--- BEGIN RECORDS FOR THE EXERCISE ---
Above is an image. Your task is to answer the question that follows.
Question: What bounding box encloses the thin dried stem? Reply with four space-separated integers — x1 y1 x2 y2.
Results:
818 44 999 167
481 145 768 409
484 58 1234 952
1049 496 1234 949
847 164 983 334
--- END RECORDS FOR THE EXERCISE ---
OBJECTIVE:
Can you reproduce every one of the entries above, line for line and without any changes?

RESULT FOR THIS EXERCISE:
Above is an image. Your task is to answer the question that follows.
Question: What bounding box encloses the thin dried stem? Reply with four space-separated integers — x1 y1 x2 y2.
Results:
818 44 999 167
481 145 768 409
484 58 1234 952
1049 496 1234 949
847 164 983 334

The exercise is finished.